◆ **Exercise goal**
Print the records below verbatim, from the line containing "Wanted = one point per instance on the low" up to and including the line containing "x=367, y=39". Output only those lines.

◆ **Source material**
┄┄┄┄┄┄

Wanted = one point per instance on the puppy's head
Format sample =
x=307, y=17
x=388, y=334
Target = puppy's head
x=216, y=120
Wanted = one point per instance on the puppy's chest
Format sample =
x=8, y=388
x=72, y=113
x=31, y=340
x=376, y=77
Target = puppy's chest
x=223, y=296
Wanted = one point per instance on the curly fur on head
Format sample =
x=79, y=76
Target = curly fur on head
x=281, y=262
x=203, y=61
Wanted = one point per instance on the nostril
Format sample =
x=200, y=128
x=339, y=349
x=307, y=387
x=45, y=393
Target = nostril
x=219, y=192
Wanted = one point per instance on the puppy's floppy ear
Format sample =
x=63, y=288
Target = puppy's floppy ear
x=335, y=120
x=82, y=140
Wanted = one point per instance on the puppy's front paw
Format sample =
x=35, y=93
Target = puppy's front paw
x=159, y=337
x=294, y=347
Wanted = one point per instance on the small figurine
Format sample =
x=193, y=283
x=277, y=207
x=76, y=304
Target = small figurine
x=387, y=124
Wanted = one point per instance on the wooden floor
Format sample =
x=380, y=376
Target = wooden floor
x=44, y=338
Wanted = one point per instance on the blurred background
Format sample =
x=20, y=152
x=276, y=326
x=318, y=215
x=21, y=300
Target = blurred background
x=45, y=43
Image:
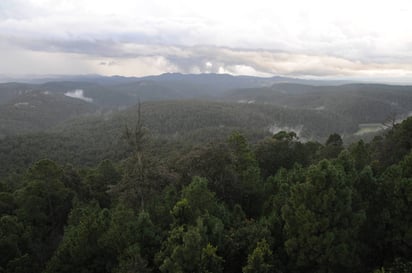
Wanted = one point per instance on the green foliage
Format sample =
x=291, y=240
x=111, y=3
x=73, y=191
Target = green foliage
x=278, y=205
x=320, y=222
x=260, y=260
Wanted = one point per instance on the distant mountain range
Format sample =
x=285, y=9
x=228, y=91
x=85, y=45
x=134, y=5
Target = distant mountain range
x=30, y=107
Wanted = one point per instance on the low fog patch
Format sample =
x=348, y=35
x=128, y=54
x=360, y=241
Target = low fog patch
x=20, y=104
x=274, y=129
x=78, y=94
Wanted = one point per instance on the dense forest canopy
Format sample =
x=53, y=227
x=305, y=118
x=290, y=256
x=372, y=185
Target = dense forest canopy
x=205, y=185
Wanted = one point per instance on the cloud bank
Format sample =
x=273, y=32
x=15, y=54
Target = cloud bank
x=367, y=39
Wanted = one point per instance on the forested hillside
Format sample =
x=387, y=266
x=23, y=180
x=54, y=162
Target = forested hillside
x=205, y=173
x=274, y=205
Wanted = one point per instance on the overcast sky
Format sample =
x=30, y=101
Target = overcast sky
x=359, y=39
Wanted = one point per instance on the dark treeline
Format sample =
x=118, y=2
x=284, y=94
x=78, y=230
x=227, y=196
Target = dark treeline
x=279, y=205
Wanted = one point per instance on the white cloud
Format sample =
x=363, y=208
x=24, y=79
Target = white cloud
x=305, y=38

┄┄┄┄┄┄

◆ **Solved problem**
Wanted = one point per instance on the low fog patch
Format sample =
x=348, y=35
x=128, y=54
x=360, y=241
Target = low fog patch
x=20, y=104
x=274, y=129
x=78, y=94
Wanted = one point per instance on the dense forest canopy
Format sample =
x=53, y=227
x=305, y=118
x=290, y=256
x=372, y=185
Target = dense forest canopy
x=205, y=185
Wanted = one point per instance on the cloud bank
Format sample =
x=273, y=32
x=15, y=54
Target = cloud bank
x=367, y=39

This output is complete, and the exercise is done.